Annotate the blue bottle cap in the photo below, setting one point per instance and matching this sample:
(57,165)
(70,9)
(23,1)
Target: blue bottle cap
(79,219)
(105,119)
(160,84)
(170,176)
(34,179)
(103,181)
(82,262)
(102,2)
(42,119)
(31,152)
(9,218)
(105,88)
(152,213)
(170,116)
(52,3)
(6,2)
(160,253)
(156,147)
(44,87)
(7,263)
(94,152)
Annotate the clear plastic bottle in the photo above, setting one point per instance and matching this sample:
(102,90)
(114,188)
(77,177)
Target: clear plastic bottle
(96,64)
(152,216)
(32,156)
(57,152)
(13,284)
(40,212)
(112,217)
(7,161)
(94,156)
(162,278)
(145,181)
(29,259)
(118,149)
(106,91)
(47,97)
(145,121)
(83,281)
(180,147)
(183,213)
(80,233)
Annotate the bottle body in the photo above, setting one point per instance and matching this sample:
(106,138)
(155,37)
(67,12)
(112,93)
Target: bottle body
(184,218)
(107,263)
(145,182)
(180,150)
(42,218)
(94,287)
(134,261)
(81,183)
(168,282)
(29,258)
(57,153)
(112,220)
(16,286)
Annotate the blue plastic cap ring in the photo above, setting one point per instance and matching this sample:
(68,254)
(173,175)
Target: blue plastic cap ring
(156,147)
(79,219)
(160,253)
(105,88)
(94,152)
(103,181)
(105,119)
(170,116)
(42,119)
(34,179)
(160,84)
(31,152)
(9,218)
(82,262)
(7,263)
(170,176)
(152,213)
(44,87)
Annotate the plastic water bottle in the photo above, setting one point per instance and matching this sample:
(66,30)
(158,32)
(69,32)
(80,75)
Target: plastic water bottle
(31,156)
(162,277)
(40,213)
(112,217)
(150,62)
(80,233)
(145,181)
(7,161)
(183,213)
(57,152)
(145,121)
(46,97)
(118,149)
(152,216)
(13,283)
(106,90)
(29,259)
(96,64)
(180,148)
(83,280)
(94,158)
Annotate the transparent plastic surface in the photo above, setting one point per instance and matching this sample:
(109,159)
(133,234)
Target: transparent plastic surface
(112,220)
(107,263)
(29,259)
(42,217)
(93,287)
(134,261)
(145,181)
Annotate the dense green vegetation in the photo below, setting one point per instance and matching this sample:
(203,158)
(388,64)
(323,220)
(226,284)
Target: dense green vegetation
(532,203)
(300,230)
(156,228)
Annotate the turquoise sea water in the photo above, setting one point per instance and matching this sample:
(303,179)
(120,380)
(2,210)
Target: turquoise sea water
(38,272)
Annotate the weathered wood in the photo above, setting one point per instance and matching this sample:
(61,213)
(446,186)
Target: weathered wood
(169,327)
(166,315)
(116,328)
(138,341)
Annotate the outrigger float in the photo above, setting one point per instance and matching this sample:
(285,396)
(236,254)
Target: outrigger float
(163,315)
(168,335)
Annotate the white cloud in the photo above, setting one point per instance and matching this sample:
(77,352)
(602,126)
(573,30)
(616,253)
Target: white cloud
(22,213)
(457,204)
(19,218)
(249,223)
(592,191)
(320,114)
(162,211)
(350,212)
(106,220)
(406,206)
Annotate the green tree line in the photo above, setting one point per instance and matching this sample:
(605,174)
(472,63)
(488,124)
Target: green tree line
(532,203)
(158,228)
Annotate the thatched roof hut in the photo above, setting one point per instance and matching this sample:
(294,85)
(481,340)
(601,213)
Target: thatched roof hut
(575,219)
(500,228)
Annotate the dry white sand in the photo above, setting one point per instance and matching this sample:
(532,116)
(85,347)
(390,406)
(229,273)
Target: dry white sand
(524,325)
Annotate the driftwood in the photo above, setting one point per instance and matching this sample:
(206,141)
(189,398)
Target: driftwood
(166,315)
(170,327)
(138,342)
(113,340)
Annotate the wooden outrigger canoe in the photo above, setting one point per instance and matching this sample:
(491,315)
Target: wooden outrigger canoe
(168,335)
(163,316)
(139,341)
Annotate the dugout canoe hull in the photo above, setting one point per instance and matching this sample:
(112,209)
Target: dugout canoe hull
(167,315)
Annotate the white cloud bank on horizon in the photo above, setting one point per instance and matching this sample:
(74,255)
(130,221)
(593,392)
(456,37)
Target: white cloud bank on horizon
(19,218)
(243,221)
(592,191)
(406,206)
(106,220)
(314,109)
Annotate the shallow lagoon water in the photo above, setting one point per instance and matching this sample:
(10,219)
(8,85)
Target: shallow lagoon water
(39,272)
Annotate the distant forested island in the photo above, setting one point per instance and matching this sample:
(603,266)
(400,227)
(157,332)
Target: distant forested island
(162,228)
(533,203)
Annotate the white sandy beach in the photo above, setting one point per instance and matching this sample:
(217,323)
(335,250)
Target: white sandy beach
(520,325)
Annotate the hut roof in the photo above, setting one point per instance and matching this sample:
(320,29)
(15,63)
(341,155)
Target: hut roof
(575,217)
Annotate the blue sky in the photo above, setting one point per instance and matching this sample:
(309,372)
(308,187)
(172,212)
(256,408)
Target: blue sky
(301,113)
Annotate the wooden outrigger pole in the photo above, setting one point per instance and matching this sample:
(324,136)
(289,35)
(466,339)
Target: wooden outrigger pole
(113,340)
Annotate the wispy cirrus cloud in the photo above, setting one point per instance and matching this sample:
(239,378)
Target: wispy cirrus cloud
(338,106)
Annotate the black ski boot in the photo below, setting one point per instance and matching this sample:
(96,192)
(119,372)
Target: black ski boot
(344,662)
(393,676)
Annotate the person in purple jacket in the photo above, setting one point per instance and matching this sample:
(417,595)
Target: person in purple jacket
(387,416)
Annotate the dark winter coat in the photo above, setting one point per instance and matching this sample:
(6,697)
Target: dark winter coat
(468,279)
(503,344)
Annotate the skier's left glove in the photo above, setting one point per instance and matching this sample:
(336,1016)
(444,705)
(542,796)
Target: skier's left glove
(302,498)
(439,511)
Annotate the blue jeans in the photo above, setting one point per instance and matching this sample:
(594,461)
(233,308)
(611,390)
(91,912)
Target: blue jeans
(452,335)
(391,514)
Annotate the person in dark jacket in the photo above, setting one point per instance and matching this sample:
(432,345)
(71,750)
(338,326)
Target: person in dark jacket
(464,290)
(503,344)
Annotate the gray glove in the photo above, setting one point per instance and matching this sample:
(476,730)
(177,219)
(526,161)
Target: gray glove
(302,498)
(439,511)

******************************

## Description of the task
From the line holding "Annotate the person in dark" to the last line of the data above, copy every line exactly and include nothing more.

## Output
Annotate the person in dark jacket in the photo above, setting one point per instance and matching this sample:
(432,345)
(71,750)
(338,326)
Target: person in dark jacket
(464,290)
(503,344)
Annotate the gray glove in the photo above, setting one point per instance and matching this sample:
(476,730)
(177,219)
(526,161)
Target: gray glove
(302,498)
(439,511)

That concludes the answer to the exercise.